• **Segmentation annotation entries**
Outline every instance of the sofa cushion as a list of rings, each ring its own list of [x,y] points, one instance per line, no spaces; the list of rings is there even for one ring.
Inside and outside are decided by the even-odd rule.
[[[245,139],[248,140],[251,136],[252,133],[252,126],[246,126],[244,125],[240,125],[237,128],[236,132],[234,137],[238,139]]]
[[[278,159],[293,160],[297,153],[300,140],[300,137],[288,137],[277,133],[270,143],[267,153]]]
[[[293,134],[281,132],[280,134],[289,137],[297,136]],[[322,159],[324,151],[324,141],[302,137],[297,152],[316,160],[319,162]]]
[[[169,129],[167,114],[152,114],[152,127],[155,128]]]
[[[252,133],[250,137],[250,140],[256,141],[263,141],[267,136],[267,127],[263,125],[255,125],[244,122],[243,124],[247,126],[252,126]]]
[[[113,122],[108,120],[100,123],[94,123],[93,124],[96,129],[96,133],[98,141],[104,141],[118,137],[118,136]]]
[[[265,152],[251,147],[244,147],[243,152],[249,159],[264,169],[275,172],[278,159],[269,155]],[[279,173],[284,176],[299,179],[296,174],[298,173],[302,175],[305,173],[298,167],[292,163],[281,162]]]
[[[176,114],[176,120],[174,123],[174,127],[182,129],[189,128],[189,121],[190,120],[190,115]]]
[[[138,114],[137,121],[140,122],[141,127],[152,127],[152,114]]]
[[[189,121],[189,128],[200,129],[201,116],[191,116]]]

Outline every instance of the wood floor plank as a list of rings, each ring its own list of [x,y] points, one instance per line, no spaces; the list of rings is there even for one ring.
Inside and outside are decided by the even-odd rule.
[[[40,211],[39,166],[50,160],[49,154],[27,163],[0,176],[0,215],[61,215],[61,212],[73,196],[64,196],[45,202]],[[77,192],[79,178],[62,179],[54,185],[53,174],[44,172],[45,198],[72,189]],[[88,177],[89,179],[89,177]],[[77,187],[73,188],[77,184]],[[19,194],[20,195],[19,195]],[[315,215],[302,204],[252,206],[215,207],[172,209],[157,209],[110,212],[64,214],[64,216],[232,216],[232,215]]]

• **Task description**
Rewrite the entries from the start through the line containing "[[[169,129],[167,114],[152,114],[152,127],[155,128]]]", inclusive, changing "sofa cushion" to "throw pillow" and leaving everything else as it is.

• **Result**
Outline every instance of the throw pillow as a list of rings, each ring its own list of [x,y] points, one instance per line, no spaces; the list of rings is there even for one ring.
Inside and outside are decided by the even-odd rule.
[[[245,139],[248,140],[251,136],[252,133],[252,126],[246,126],[244,125],[240,125],[237,128],[236,132],[234,137],[238,139]]]
[[[278,159],[293,160],[297,153],[300,140],[300,137],[288,137],[277,133],[270,143],[267,153]]]
[[[293,134],[281,132],[280,134],[289,137],[297,136]],[[322,159],[324,151],[324,141],[302,137],[297,152],[316,160],[319,162]]]
[[[169,129],[167,114],[152,114],[152,127],[155,128]]]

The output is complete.